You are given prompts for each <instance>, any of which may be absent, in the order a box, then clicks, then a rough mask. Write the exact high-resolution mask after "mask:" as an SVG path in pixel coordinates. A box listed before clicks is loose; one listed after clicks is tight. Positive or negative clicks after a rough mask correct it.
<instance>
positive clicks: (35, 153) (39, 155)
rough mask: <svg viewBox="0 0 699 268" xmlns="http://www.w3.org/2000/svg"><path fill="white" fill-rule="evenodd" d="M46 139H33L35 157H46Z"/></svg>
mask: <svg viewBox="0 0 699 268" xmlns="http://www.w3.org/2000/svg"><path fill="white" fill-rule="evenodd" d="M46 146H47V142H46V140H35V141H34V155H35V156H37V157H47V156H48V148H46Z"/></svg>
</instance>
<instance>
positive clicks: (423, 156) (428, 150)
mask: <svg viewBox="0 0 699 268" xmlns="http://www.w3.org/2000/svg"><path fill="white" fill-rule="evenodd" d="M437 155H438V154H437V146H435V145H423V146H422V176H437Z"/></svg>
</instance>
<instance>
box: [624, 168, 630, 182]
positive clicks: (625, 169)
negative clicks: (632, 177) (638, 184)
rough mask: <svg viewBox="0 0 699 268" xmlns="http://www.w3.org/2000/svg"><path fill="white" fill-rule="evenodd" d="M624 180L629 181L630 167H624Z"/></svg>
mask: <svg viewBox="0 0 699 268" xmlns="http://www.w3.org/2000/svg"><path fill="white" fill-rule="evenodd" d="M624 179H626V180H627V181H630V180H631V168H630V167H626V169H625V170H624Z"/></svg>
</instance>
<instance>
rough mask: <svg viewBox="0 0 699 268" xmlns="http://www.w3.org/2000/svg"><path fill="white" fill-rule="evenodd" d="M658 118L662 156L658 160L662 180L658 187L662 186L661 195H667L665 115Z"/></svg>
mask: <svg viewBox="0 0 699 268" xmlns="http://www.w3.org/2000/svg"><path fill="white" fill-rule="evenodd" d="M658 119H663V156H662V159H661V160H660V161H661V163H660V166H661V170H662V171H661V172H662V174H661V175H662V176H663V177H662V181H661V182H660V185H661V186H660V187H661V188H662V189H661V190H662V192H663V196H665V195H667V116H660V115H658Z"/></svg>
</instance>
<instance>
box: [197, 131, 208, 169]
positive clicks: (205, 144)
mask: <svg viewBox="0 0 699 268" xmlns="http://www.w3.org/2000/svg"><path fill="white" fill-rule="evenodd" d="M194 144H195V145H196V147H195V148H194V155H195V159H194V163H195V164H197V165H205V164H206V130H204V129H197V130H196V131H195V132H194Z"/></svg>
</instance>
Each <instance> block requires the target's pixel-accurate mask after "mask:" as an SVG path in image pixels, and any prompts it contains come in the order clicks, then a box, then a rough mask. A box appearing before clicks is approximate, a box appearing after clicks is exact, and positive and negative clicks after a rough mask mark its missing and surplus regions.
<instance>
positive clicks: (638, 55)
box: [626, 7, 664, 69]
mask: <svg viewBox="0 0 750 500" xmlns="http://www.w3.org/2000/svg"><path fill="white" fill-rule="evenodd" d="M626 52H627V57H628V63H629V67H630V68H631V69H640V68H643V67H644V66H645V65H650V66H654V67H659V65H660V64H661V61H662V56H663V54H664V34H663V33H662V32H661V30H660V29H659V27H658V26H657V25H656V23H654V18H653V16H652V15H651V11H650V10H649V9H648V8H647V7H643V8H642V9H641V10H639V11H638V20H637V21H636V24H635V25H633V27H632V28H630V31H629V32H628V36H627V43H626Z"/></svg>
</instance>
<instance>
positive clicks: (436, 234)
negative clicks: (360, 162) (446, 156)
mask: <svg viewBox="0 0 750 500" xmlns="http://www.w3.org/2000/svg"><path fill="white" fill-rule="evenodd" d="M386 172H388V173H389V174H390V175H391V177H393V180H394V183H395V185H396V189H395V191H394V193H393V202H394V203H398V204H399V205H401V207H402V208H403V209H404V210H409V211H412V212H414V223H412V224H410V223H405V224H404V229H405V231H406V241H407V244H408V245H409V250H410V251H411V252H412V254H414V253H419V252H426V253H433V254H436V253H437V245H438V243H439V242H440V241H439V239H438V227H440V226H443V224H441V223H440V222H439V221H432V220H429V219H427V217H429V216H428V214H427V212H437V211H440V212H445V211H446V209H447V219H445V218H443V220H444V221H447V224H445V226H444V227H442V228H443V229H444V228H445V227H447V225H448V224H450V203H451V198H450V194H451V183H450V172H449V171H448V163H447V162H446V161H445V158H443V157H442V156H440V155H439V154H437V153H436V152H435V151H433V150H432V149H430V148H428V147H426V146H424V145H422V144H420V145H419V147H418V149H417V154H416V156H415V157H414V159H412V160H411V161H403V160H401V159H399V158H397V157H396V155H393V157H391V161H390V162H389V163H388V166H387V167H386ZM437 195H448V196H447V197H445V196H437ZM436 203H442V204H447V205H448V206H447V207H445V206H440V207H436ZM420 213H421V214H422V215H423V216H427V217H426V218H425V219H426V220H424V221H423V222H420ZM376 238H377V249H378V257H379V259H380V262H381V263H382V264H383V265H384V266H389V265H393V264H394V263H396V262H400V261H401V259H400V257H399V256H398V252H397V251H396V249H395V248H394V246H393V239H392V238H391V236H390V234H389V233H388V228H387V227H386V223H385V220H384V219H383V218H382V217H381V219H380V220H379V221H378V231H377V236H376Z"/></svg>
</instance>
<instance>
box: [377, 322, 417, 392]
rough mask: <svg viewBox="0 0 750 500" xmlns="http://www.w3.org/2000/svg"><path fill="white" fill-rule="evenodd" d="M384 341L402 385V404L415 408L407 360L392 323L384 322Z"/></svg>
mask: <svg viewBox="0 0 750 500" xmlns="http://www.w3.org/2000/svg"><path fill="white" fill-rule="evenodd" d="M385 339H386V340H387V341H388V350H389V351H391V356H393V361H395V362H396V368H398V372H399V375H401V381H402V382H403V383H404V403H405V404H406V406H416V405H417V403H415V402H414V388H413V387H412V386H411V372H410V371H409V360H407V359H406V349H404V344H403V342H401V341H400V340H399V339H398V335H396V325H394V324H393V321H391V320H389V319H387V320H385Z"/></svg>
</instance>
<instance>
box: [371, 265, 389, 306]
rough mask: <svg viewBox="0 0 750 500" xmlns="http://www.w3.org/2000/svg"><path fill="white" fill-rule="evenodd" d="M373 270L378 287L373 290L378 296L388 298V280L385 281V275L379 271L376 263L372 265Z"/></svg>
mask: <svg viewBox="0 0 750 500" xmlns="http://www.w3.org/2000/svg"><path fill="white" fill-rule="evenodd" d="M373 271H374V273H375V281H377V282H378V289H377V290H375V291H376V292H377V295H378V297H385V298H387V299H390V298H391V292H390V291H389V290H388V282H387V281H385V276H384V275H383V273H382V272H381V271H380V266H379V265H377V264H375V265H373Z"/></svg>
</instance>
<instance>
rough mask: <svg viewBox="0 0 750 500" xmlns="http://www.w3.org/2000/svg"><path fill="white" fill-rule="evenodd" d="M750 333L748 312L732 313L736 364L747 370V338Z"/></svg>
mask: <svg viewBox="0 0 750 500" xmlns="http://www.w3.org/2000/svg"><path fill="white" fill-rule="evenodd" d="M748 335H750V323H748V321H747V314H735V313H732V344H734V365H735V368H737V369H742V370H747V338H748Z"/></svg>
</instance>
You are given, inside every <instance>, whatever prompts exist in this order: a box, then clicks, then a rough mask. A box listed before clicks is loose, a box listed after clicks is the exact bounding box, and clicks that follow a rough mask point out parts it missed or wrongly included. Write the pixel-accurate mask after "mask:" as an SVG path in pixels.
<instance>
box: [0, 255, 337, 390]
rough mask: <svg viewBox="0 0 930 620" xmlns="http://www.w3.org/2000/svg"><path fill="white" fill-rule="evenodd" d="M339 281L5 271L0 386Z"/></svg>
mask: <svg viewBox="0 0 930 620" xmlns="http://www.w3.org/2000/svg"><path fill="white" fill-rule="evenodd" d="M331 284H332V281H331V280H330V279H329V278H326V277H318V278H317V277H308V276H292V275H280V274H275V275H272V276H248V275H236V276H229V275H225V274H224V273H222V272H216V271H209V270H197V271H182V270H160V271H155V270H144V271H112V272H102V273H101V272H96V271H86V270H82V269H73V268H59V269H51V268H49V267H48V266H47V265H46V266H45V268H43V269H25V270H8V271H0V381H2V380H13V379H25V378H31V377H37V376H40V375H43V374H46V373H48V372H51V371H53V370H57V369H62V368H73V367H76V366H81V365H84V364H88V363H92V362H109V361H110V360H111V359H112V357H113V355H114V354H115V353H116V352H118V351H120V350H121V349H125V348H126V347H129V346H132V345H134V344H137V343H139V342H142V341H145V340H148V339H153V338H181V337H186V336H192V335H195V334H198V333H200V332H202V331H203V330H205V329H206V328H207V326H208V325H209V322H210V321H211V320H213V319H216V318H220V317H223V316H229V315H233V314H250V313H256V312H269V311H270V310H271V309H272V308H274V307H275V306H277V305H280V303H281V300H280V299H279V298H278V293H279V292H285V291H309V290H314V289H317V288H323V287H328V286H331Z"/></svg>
§ §
PROBLEM DETAILS =
The lines above, from the first through the one containing "positive clicks: (35, 153) (39, 155)", must be restated word for word, with nothing added.

RESPONSE AREA =
You are given prompts for each <instance>, any of which may be absent, in the order a box, then clicks, then a rough mask. Write the exact high-resolution mask after "mask:" as an SVG path in pixel coordinates. A box listed before clicks is loose; one listed after clicks is tight. Positive or negative clicks after a rough mask correct it.
<instance>
positive clicks: (35, 153) (39, 155)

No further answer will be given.